TEXT SEGMENT:
========================

Paulina Pineda//May 25, 2018
The Arizona Legislature referred two measures to the ballot this year, more than lawmakers referred in 2016 when they instead focused their attention on trying to defeat several citizen initiatives.
In total, legislators introduced 37 ballot referrals during the 2018 session, up from 23 in 2017 and tied with 37 in 2016. Lawmakers did not refer any measures to the 2016 ballot, and only two measures were referred by the Legislature in 2014.
While the majority of ballot referrals failed to receive both chambers’ approval, there was a greater push by legislative leadership to send measures up to the Secretary of State’s Office this year compared to previous years.
Of the 37 ballot referrals introduced, 12 measures were given the OK by members in the chamber it originated in. Most stalled in the other chamber, and at least two never came up for a second vote in their original chamber after being amended and passed out of the other.

========================

DATASET:
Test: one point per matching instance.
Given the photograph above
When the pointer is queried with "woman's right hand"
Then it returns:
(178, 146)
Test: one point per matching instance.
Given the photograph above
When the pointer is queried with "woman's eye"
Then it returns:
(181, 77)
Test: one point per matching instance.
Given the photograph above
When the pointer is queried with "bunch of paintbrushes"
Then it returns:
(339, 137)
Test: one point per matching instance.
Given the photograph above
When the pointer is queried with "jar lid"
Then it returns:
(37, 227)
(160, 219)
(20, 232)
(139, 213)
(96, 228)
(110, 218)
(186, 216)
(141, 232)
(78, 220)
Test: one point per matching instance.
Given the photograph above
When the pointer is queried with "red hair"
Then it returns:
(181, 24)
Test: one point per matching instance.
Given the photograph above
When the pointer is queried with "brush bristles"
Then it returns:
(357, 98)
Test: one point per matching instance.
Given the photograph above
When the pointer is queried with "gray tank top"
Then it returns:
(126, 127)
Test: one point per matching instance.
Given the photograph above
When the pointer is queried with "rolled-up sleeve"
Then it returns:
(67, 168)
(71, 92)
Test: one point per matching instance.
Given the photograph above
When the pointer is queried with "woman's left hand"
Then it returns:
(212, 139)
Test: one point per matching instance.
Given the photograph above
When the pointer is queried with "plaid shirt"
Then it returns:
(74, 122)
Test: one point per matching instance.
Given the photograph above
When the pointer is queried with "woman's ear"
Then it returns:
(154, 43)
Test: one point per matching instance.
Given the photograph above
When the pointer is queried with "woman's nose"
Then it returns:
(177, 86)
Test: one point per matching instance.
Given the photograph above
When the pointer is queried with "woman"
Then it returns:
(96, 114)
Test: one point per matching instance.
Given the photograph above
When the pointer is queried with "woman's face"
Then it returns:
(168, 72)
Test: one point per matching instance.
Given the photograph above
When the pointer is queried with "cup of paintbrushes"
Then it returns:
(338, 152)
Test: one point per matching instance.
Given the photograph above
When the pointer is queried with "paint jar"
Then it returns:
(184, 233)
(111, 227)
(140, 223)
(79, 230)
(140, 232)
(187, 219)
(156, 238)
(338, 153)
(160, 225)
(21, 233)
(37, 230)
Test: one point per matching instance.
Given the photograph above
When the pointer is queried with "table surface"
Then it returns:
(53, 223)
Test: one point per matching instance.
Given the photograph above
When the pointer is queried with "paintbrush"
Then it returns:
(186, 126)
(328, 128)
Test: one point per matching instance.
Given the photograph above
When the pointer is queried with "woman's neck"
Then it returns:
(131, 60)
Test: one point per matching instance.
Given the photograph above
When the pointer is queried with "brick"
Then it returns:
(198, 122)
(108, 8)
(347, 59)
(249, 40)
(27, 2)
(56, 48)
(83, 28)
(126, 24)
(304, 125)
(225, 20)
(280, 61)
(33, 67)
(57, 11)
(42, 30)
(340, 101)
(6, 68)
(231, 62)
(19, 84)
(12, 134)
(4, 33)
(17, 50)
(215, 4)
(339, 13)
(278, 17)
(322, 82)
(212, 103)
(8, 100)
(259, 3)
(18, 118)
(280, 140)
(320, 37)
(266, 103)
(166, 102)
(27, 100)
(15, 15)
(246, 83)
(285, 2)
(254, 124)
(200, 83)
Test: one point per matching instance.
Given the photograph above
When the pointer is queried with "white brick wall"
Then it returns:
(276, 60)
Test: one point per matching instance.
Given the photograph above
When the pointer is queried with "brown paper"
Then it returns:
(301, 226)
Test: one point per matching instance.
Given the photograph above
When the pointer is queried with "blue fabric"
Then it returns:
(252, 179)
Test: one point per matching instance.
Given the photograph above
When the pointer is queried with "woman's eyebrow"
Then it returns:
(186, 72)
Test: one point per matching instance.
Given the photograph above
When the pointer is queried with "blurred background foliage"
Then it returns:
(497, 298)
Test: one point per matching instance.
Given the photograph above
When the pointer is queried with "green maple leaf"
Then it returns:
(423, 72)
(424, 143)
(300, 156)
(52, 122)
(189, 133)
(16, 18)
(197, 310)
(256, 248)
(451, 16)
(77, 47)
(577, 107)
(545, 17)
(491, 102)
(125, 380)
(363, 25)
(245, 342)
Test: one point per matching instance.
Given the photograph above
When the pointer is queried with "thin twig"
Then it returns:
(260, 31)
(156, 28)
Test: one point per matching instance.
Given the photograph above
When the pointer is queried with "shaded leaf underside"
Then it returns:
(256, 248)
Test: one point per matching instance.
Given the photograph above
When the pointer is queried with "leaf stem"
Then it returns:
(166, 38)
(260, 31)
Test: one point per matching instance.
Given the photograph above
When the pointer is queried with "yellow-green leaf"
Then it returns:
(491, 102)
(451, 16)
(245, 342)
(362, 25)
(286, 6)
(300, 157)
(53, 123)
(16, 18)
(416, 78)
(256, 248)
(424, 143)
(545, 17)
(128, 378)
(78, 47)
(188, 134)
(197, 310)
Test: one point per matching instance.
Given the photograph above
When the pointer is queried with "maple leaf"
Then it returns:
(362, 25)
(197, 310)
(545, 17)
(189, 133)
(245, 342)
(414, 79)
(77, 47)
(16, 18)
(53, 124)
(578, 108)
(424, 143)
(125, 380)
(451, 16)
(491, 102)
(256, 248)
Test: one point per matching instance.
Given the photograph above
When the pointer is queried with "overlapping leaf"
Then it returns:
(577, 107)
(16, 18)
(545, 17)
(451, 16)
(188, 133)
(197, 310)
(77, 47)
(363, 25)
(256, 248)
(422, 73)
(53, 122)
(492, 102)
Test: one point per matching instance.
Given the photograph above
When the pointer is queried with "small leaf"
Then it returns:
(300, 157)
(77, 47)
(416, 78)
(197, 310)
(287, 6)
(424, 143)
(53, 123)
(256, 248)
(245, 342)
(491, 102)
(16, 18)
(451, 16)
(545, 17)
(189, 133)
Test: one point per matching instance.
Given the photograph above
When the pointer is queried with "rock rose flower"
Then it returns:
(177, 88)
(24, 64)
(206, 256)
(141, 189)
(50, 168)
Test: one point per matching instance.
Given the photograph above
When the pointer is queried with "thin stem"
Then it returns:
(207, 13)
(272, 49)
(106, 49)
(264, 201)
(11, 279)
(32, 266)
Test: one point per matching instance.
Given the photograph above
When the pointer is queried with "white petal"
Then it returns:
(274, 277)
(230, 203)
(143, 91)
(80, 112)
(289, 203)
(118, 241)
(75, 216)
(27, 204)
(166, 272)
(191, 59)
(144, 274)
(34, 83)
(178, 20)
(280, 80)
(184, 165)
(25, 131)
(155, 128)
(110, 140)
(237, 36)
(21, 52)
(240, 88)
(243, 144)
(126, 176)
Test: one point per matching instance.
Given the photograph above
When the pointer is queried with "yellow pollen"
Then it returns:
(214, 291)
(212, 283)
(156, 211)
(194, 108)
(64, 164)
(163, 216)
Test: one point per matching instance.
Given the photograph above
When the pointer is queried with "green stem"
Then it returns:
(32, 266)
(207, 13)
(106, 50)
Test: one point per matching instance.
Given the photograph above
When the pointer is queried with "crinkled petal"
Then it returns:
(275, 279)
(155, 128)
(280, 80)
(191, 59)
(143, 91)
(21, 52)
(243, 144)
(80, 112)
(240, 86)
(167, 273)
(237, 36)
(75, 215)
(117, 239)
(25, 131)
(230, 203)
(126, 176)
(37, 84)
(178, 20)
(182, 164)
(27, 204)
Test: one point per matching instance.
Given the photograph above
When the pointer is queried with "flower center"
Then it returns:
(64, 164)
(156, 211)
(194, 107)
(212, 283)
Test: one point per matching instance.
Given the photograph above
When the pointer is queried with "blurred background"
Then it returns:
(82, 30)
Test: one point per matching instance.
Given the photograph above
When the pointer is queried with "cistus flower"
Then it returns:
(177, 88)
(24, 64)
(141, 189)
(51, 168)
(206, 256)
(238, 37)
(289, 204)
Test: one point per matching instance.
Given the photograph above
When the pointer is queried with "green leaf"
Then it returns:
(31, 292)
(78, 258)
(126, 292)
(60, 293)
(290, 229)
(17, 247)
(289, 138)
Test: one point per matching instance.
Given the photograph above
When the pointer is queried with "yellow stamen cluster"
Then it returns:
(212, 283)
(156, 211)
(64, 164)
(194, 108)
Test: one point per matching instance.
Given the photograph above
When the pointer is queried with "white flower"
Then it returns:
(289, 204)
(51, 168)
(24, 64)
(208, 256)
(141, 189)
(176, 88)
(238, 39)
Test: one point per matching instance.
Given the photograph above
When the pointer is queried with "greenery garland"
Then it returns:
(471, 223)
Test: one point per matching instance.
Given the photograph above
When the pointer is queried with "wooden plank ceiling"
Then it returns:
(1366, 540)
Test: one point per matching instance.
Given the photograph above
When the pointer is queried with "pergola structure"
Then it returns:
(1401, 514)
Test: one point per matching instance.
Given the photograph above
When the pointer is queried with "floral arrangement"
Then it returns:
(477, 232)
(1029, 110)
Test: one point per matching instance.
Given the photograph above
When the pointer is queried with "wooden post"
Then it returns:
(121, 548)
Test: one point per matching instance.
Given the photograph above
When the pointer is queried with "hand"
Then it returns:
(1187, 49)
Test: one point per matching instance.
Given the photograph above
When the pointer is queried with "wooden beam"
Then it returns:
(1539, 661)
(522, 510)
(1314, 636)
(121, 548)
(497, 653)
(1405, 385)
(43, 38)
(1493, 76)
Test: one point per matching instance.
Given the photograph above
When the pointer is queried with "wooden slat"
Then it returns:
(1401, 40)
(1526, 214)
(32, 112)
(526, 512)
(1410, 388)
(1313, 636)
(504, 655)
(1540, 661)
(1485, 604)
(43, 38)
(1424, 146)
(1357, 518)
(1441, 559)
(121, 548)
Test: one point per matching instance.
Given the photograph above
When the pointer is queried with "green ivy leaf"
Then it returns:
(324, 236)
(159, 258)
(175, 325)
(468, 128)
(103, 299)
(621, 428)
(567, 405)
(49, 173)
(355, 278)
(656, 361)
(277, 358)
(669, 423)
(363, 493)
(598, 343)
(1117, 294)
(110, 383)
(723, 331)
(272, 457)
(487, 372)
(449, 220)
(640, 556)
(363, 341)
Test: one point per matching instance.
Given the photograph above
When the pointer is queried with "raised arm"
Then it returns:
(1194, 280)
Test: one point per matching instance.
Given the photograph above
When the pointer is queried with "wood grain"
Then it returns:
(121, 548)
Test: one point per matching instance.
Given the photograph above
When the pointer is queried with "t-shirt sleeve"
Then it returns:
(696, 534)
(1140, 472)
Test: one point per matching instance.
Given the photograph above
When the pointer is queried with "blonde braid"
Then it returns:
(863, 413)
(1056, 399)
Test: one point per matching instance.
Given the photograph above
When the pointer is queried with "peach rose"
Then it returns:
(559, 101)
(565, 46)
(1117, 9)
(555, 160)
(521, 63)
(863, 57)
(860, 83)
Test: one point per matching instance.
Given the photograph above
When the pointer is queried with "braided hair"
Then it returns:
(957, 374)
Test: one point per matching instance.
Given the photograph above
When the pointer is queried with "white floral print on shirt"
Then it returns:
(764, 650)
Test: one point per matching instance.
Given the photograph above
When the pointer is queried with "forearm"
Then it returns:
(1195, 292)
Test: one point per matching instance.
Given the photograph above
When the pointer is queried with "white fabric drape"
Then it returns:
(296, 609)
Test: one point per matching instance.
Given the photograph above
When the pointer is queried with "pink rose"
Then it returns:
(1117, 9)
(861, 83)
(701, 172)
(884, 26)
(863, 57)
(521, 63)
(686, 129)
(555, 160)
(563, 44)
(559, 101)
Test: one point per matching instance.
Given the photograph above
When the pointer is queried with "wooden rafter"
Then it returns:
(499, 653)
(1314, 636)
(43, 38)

========================

PROBLEM A: Which years does the article on Arizona ballot referrals mention?
PROBLEM B: Can you copy the article on Arizona ballot referrals word for word, between "Of the 37 ballot" and "of the other.", inclusive?

TASK ANSWER A: 2018, 2016, 2017, 2014

TASK ANSWER B:
Of the 37 ballot referrals introduced, 12 measures were given the OK by members in the chamber it originated in. Most stalled in the other chamber, and at least two never came up for a second vote in their original chamber after being amended and passed out of the other.